● Excerpted passage:
But the claim that Raniere
had one of the world's highest IQs,

the way students had to bow
to a picture of him on the wall,

and how they had to call him
The Vanguard unsettled Catherine.

At the end, you know, India came up to me,
and she said, "Mom, this is for me."



And I... My jaw dropped. I was in shock.

India would end up giving
hundreds of thousands of dollars to NXIVM,

and got drawn into something
much more sinister than Executive Success.

I got a call from somebody,
and she said within NXIVM,

there is a secret group.

And that's the first time
I heard this term "DOS."

Dominus Obsequious Sororium.

It was sold
as a female empowerment group, but...

That's Latin
for "master over female slave."

I was then told
that they were branding these women.

The branding
was part of an initiation into DOS.

A new member would be blindfolded,
told to take off her clothes,

and lie on a massage table.

Three other women would then
hold down her legs and shoulders,



and she was told to say,

"Master, please brand me.
It would be an honor."

The women were told
that the symbol represented the elements,

but they'd been branded with
Keith Raniere's initials.

Thousands of groups like NXIVM
have risen throughout history,

groups that are often described
as cults.

But it's impossible to know how many,

because most cults insist
they're not cults

and almost nobody in a cult
realizes they're in one.

So what makes a group a cult?

And how have some been able to make
ordinary people do horrible things?

[man] I shall be God, and beside me,
there shall be no other.

[second man] Yeah!

[third man] We want to
share this knowledge with everyone.

[woman] It was felt that
whatever method necessary

was okay because we were heavenly children
and God knew why we were doing it.

Waco is gonna bear witness
against the ATF.

You want to keep playing that game,
somebody's gonna get hurt.

[man] You are told to replace your family
and discard your old identity.

Your only chance to survive
is to leave with us.

[Jim Jones] Love is a healing remedy.

Peoples Temple was unique at that time.

It was black and white
and American Indian and Hispanic.

We all walked in naively thinking,

"Okay, Jim said he wants a utopia.
I want a utopia."

We thought we were joining a movement
to make the world better.

But what they were actually joining
ended up defining for the world

- the modern idea of a cult.
- Thank you, baby.

Shh.

In the late 1970s,
the group's leader, Jim Jones,

led nearly a thousand followers
from the Peoples Temple in California

to the remote jungles of Guyana
to build Jonestown,

sold as a self-sufficient utopia,

free of the violence and racism
that plagued America.

- You all happy you here? You happy, Tom?
- Yes.

Everybody's happy down here.
You can see that that's an obvious fact.

● What to do:
Resume the documentary transcript about cults above, starting right after "You can see that that's an obvious fact."

● Rows:
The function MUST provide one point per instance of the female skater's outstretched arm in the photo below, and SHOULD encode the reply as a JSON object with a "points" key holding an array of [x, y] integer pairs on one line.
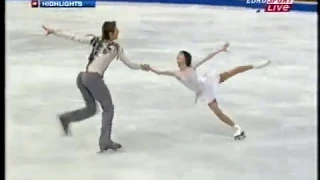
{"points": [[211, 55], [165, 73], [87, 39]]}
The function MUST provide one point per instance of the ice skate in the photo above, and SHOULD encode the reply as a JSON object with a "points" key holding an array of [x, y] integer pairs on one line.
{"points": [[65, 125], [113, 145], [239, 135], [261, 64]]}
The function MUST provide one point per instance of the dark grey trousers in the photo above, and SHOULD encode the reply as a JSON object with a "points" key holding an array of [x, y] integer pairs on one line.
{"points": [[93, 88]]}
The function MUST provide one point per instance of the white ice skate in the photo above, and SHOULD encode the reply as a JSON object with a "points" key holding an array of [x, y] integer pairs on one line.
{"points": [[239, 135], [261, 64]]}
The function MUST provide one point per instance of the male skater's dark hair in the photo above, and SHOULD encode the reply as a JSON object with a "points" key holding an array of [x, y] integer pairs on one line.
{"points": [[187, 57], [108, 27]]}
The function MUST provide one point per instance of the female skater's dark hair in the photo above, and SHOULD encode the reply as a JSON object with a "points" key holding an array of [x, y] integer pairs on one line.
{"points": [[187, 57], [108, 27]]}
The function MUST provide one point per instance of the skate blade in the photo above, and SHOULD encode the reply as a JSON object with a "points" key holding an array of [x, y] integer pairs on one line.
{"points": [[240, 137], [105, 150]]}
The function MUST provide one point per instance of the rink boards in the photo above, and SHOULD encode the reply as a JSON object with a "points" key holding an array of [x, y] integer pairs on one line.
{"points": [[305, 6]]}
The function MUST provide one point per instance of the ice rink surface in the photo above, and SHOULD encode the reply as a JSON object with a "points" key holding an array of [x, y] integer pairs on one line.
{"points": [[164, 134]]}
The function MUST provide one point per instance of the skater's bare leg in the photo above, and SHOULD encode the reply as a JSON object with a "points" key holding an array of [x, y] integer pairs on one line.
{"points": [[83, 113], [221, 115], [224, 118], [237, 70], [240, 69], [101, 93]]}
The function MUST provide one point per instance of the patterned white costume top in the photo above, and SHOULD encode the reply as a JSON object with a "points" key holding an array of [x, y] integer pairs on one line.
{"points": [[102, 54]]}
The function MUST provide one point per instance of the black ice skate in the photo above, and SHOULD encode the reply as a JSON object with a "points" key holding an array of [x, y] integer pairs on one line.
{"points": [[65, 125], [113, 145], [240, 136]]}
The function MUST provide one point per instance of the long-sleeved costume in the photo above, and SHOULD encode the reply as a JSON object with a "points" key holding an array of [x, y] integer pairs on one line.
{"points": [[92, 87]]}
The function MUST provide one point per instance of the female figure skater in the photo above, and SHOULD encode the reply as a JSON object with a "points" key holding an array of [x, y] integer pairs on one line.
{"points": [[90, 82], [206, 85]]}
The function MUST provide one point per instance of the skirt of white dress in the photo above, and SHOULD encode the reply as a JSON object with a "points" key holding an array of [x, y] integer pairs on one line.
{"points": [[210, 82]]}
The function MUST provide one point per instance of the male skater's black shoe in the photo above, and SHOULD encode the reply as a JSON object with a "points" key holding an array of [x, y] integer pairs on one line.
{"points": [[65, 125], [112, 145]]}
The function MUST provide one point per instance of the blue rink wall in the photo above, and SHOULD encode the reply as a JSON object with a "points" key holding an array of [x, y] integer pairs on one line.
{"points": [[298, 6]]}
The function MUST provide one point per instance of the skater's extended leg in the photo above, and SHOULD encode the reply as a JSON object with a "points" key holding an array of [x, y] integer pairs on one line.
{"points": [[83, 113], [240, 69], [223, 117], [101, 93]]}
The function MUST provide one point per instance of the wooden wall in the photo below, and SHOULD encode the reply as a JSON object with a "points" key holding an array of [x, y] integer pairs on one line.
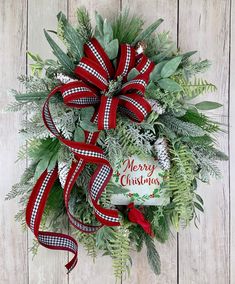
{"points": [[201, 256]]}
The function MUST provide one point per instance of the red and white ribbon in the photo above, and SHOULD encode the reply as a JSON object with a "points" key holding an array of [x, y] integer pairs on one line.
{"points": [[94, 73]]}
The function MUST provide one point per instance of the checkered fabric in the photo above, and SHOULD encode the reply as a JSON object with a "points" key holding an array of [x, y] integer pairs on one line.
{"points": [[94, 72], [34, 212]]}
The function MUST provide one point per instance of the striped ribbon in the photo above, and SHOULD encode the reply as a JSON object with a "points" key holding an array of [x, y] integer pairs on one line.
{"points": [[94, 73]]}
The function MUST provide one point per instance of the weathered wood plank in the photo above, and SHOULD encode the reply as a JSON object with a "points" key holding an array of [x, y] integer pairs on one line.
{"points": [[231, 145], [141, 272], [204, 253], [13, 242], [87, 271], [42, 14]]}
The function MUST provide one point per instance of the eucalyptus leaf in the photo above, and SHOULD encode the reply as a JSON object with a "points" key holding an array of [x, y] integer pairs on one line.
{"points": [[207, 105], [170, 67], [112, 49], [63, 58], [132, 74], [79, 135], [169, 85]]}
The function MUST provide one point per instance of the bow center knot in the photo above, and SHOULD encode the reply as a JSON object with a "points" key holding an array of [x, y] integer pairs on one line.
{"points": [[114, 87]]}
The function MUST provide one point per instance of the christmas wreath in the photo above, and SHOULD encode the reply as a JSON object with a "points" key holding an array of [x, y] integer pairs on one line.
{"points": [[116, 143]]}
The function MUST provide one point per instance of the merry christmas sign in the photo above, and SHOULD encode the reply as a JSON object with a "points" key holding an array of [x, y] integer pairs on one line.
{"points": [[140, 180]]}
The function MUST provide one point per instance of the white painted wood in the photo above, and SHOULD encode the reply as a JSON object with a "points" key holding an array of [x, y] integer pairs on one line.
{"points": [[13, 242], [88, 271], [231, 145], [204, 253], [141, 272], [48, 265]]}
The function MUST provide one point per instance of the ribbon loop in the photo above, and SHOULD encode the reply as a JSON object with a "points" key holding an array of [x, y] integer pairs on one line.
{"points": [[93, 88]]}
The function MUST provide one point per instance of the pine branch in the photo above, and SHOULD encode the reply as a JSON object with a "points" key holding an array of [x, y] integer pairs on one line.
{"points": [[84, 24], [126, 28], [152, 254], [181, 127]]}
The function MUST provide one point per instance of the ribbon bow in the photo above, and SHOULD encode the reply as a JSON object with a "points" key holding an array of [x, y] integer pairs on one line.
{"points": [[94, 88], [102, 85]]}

==

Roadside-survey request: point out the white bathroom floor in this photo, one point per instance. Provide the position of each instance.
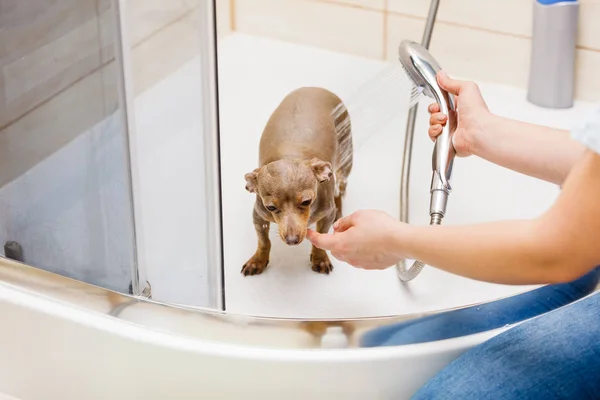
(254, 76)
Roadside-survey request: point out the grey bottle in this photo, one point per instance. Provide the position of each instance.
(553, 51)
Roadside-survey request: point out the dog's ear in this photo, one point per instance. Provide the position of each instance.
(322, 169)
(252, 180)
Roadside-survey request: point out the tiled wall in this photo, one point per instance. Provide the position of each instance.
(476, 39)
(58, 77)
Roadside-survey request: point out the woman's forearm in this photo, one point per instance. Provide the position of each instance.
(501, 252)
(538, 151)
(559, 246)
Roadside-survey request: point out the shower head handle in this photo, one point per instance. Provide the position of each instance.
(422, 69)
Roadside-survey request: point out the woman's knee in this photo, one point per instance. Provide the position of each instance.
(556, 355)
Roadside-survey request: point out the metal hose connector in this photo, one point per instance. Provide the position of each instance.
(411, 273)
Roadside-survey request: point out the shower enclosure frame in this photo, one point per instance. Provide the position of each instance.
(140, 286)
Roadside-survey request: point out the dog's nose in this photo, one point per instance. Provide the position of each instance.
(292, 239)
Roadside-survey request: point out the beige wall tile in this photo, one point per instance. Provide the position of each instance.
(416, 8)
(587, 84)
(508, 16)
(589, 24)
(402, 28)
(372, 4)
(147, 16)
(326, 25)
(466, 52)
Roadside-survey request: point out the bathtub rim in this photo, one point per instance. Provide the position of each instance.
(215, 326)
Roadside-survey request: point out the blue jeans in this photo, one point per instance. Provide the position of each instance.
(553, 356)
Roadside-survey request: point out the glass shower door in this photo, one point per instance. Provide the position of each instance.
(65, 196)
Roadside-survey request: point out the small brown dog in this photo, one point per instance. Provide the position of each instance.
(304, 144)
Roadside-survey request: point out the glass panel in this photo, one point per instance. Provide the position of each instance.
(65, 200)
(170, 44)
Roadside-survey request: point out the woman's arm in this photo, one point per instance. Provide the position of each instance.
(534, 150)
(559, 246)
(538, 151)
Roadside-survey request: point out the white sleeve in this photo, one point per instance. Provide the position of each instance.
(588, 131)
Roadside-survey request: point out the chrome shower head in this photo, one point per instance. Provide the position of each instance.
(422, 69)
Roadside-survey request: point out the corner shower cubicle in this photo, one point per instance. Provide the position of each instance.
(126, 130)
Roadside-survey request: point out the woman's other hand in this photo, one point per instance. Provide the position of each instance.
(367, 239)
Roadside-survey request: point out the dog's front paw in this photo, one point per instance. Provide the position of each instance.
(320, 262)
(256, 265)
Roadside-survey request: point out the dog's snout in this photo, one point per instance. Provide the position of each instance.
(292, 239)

...

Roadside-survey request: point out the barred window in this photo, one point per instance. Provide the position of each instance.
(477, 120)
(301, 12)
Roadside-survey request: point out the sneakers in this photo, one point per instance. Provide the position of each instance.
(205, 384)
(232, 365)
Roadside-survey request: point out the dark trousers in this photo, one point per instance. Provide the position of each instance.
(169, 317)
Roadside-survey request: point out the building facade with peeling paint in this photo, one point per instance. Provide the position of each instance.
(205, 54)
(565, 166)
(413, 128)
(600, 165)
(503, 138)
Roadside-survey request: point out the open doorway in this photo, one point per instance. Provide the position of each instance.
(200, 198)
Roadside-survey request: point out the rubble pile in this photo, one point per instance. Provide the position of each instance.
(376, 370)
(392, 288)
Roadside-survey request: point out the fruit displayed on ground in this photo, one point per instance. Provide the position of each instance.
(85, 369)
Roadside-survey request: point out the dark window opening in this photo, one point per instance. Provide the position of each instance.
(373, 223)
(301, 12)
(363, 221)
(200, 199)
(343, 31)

● Answer to this exercise:
But concerned relatives
began pressuring officials

with pamphlets
about a nightmare at Jonestown,

saying Jones was using mind programming,

even holding mock mass suicides
to condition them to die for the cause.

California Congressman Leo Ryan
flew down to Guyana to investigate

- and never returned.
- [Jones] It's too late.

The congressman's dead,
the Congress today is dead.

If we can't live in peace,
then let's die in peace.

[followers cheering]

The images of nearly a thousand dead,

the largest mass murder-suicide
in modern history,

horrified the world.

[man] Cultists who believed
in everything that Jim Jones said

took their own lives.

[woman] Some shot to death.
Most apparently self-poisoned.

[second man] There were empty bottles
of potassium cyanide.

Entire families took the poison together.

[woman] Among the bodies were those
of the Temple's fanatical founder,

- the Reverend Jim Jones.
- [third man] Jones told them,

"It is time for us to meet
in another place."

[Stanfield] Groups called cults,
led by charismatic leaders

with extreme beliefs
and fanatic followers,

have existed in almost every country
across the globe.

But the scale of destruction at Jonestown

gave the word "cult"
a new horrifying connotation...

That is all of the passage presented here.